### TASK TO COMPLETE
Go through the records and filter out every line lacking the word "head"; copy the lines that remain.

━━━━━━━━━━━━━━━━━━━━━━━━━━━━━━

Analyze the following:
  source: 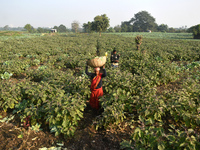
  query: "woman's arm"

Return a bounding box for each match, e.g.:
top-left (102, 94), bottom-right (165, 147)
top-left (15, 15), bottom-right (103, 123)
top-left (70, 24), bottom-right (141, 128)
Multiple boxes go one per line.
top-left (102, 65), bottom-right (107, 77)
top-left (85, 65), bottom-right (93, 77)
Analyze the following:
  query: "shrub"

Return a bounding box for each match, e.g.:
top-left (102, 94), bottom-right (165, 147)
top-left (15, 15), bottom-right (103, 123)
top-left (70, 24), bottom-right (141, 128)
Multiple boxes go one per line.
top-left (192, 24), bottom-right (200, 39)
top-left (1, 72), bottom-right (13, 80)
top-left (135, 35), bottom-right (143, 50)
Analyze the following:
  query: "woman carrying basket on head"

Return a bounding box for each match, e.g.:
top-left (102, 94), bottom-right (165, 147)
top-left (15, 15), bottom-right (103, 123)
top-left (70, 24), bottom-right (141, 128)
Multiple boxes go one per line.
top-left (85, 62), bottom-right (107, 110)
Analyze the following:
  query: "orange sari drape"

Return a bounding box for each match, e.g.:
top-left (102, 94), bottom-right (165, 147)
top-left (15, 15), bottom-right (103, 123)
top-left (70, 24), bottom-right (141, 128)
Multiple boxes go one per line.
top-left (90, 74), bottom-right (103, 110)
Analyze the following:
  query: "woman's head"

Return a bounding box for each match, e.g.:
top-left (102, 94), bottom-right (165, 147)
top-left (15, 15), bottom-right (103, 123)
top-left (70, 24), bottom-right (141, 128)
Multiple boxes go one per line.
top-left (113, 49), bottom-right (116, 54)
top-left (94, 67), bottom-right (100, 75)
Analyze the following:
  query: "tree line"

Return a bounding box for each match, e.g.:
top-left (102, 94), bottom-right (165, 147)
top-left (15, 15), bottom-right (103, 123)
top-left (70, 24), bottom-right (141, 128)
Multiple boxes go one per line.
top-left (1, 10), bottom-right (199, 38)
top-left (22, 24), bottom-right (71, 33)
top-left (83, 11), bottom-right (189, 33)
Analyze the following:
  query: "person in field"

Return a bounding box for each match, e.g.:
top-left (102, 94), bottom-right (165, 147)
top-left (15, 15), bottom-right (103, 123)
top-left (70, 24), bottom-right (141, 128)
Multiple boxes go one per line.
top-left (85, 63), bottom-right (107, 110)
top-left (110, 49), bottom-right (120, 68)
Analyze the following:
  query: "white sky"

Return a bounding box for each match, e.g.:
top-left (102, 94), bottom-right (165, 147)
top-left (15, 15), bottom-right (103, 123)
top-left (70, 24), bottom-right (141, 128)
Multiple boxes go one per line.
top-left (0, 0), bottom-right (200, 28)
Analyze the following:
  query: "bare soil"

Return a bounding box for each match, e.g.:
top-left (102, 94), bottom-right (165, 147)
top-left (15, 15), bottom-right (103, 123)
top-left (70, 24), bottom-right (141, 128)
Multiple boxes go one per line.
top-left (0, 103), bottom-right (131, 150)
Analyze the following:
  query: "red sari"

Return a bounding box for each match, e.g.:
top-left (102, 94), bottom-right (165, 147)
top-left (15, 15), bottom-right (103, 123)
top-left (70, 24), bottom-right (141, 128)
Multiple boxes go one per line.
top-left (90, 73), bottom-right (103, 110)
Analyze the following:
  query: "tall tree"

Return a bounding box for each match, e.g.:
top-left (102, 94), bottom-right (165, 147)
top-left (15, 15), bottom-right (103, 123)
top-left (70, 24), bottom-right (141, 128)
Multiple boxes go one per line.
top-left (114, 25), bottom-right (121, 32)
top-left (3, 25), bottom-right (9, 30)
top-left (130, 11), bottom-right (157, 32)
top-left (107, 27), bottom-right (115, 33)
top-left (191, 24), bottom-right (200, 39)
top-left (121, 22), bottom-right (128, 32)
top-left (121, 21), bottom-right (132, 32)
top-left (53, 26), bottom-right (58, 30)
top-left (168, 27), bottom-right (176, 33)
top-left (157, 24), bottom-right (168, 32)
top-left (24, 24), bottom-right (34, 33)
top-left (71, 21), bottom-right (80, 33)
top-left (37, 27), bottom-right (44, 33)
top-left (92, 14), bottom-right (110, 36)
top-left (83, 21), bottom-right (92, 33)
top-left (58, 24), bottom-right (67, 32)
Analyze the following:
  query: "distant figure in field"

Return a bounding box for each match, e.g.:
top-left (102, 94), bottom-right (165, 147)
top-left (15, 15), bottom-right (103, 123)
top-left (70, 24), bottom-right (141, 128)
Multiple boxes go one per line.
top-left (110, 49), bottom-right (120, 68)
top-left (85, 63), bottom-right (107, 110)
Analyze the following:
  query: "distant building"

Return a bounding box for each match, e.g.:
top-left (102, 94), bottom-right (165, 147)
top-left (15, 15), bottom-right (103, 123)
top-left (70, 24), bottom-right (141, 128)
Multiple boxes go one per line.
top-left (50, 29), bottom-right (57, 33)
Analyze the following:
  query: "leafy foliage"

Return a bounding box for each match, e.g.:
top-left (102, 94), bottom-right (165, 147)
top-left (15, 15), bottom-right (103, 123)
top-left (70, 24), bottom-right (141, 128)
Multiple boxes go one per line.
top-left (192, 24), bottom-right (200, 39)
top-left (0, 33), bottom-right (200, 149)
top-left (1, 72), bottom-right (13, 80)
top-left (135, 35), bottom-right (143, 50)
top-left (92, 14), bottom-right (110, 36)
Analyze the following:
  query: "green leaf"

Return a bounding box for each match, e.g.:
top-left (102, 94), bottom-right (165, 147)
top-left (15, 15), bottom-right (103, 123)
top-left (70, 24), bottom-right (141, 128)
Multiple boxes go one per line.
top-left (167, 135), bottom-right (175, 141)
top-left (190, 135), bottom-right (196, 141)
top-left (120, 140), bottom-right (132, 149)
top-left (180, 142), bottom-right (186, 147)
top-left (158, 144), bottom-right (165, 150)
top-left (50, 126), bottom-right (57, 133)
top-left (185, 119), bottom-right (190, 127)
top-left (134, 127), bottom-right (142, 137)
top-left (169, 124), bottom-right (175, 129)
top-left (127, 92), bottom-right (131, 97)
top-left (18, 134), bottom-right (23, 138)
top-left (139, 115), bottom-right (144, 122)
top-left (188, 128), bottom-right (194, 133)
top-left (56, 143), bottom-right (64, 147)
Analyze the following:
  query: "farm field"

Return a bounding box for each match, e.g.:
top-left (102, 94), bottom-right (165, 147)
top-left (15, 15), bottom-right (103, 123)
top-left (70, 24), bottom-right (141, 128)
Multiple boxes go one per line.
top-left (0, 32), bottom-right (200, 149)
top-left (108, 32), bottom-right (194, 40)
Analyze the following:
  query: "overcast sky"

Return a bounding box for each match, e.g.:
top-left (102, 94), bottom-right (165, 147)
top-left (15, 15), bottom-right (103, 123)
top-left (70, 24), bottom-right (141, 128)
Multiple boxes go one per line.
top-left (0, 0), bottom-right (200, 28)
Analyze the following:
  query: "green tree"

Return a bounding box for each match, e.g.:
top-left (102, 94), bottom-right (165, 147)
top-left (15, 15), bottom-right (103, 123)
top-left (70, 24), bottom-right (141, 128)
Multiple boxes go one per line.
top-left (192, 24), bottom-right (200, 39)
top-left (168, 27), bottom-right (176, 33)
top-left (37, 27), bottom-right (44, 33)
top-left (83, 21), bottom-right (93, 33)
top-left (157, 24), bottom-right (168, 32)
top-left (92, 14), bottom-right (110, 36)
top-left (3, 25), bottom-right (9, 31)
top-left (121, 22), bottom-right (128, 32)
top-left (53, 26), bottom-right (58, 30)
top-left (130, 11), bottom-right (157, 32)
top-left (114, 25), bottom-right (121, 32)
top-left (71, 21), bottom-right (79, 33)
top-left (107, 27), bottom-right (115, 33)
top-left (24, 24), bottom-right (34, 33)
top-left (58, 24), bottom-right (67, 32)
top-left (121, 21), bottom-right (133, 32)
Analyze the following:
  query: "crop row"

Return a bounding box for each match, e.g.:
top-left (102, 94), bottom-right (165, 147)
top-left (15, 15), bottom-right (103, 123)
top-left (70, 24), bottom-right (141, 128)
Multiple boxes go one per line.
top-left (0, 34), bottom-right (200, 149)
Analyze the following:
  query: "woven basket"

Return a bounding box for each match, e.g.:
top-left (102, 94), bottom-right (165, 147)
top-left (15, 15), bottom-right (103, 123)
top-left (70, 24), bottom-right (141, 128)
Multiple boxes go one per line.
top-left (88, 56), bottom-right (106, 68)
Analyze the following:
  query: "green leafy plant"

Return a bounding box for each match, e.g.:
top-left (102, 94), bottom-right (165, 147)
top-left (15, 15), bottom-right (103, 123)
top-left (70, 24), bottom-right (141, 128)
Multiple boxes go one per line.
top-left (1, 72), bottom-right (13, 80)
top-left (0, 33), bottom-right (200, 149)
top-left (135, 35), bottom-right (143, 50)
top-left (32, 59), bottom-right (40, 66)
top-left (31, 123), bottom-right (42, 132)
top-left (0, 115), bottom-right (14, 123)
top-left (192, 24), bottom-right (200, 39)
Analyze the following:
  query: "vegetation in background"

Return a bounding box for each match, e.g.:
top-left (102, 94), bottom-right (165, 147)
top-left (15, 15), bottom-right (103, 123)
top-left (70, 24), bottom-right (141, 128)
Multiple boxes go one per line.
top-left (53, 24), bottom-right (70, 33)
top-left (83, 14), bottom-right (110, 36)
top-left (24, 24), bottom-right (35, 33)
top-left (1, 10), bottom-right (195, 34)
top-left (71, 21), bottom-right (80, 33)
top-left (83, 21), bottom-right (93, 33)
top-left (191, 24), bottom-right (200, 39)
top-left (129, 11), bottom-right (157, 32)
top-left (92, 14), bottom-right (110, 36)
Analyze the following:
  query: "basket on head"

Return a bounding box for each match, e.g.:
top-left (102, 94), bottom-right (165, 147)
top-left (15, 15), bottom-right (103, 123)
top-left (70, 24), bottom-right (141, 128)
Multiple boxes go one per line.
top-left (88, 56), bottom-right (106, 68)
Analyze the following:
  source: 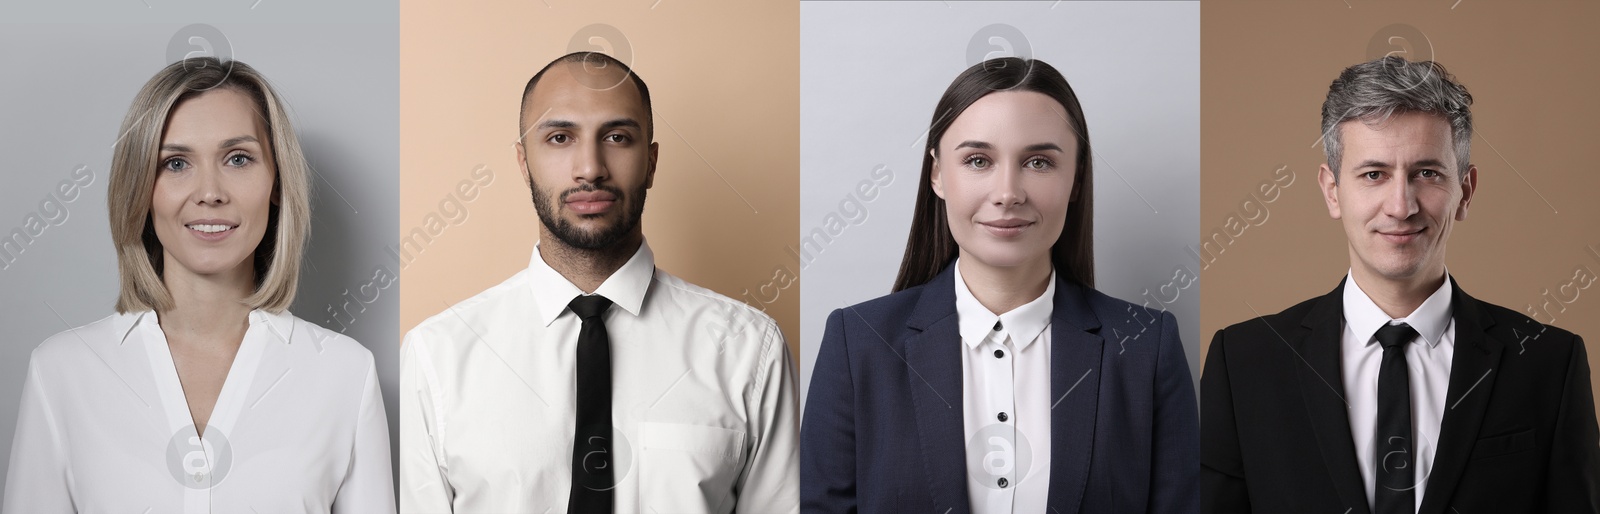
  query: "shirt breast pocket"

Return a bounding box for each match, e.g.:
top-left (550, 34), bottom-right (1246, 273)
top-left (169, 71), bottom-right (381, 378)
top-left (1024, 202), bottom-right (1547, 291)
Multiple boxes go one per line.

━━━━━━━━━━━━━━━━━━━━━━━━━━━━━━

### WRITTEN ANSWER
  query: "woman carrying basket on head"
  query: "woman's head"
  query: "basket on head"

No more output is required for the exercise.